══ The data ══

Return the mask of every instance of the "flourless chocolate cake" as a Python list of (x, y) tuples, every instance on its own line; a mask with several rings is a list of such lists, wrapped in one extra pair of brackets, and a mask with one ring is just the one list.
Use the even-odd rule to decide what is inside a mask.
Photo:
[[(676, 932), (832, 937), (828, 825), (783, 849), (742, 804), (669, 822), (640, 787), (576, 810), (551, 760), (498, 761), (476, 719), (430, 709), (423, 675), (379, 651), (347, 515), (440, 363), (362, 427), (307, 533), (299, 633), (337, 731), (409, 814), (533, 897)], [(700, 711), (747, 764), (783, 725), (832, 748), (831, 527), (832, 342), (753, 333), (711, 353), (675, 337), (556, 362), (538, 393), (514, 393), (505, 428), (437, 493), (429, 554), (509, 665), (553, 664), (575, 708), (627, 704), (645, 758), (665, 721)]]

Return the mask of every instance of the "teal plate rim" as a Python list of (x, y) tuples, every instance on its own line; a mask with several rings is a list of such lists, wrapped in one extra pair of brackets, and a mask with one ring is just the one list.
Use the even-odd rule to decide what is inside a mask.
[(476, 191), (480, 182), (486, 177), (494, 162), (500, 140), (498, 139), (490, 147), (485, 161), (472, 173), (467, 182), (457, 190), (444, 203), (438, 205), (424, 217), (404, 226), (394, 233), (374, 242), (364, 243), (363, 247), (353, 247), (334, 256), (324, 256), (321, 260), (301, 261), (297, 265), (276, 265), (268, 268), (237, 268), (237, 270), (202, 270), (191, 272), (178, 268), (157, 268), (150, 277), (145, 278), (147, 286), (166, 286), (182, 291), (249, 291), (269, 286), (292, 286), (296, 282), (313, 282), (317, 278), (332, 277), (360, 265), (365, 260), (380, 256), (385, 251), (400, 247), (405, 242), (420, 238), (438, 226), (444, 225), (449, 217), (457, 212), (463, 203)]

═══

*Required task*:
Rewrite all the records above with "even-odd rule" replaced by "nonzero winding rule" everywhere it occurs, leaving everything else unchanged.

*Exercise answer*:
Return the mask of every instance of the "flourless chocolate cake" as a Python list of (x, y) tuples, every instance on its own line; a mask with several rings is a list of such lists, wrapped in one extra pair of brackets, and a mask with one ring is just the one list.
Use the nonzero winding rule to decide what is inside a mask.
Photo:
[[(676, 932), (832, 937), (828, 825), (783, 849), (742, 804), (669, 822), (640, 787), (576, 810), (551, 760), (498, 761), (476, 719), (430, 709), (423, 675), (379, 651), (347, 515), (440, 363), (362, 427), (307, 533), (299, 633), (337, 731), (409, 814), (533, 897)], [(700, 711), (747, 764), (783, 725), (832, 748), (831, 527), (832, 342), (753, 333), (711, 353), (675, 337), (556, 362), (538, 393), (514, 393), (505, 428), (437, 493), (429, 554), (509, 665), (553, 664), (575, 708), (627, 704), (645, 758), (665, 721)]]

Return the mask of every instance of the "teal plate rim" as a Python list of (x, y) tuples, every instance on its own line; a mask with several rings is a list of such lists, wrapped in one extra pair of brackets, and a mask with one ring is just the one list.
Use the nonzero winding rule to decide what is inside a mask.
[(476, 191), (480, 182), (486, 177), (494, 162), (500, 140), (498, 139), (490, 147), (485, 161), (472, 173), (467, 182), (457, 190), (444, 203), (438, 205), (424, 217), (404, 226), (394, 233), (374, 242), (364, 243), (363, 247), (353, 247), (334, 256), (324, 256), (321, 260), (301, 261), (297, 265), (276, 265), (268, 268), (237, 268), (237, 270), (202, 270), (191, 272), (178, 268), (157, 268), (150, 277), (145, 278), (147, 286), (166, 286), (182, 291), (249, 291), (269, 286), (292, 286), (296, 282), (313, 282), (317, 278), (332, 277), (360, 265), (365, 260), (380, 256), (385, 251), (400, 247), (405, 242), (420, 238), (438, 226), (444, 225), (449, 217), (457, 212), (463, 203)]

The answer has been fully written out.